Stored data entries:

━━━━━━━━

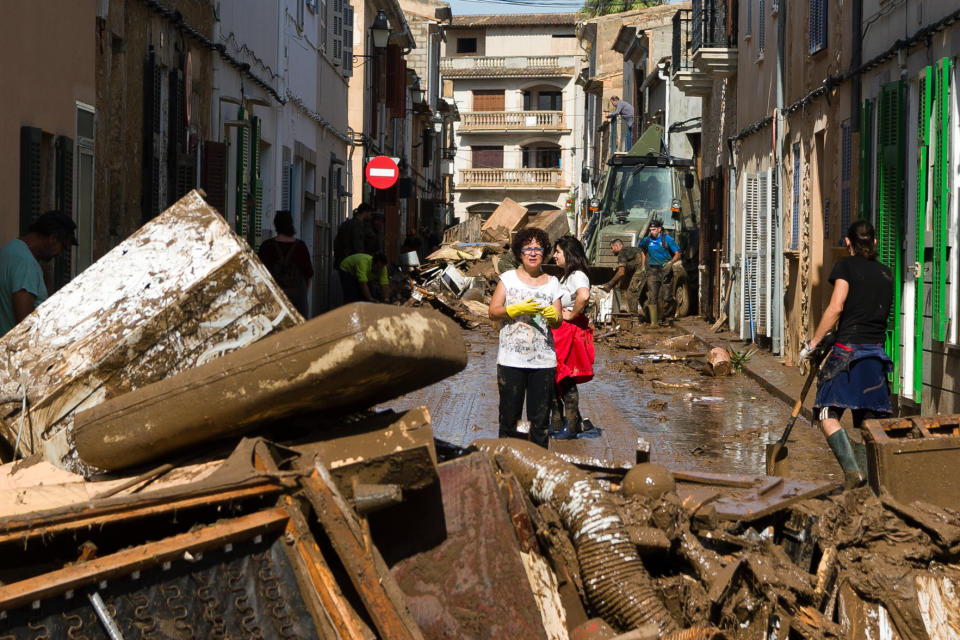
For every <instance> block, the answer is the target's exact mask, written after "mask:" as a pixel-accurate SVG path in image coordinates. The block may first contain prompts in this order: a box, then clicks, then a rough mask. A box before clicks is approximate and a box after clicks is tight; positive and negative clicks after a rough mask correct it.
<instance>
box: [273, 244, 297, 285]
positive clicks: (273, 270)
mask: <svg viewBox="0 0 960 640" xmlns="http://www.w3.org/2000/svg"><path fill="white" fill-rule="evenodd" d="M297 244H298V242H293V243H291V245H290V248H289V249H287V253H286V254H284V253H283V248H282V247H281V245H280V243H279V242H276V241H274V243H273V246H274V247H275V248H276V254H277V260H276V261H275V262H274V263H273V264H272V265H270V273H271V274H272V275H273V279H274V280H276V281H277V284H279V285H280V288H281V289H283V291H284V292H285V293H286V294H287V295H288V296H290V297H291V298H292V297H293V295H294V294H296V293H298V292H299V290H300V287H301V284H302V282H303V275H302V274H301V273H300V270H299V269H298V268H297V265H296V263H294V261H293V254H294V252H295V251H296V250H297Z"/></svg>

━━━━━━━━

Give back each line above verbatim, dropping every picture.

» Written answer:
For every <instance> block, the answer is the target's exact mask, written after "mask:" as a pixel-accurate SVG path in image coordinates. The block may first contain prompts in this order: a box, then clicks, then a rough mask. A box before clicks is approximate and a box after clicks is tight; positive and negative clicks after a rough mask correct it.
<instance>
box: [273, 244, 297, 285]
positive clicks: (273, 270)
mask: <svg viewBox="0 0 960 640" xmlns="http://www.w3.org/2000/svg"><path fill="white" fill-rule="evenodd" d="M297 244H298V242H293V243H291V245H290V248H289V249H287V253H286V254H284V253H283V248H282V247H281V245H280V243H279V242H276V241H274V243H273V246H274V247H275V248H276V254H277V260H276V261H275V262H274V263H273V264H272V265H270V273H271V274H272V275H273V279H274V280H276V281H277V284H279V285H280V288H281V289H283V291H284V292H285V293H286V294H287V295H288V296H290V297H291V298H292V297H293V295H294V294H296V293H298V292H299V290H300V287H301V284H302V282H303V275H302V274H301V273H300V270H299V269H298V268H297V265H296V263H294V261H293V254H294V252H295V251H296V250H297Z"/></svg>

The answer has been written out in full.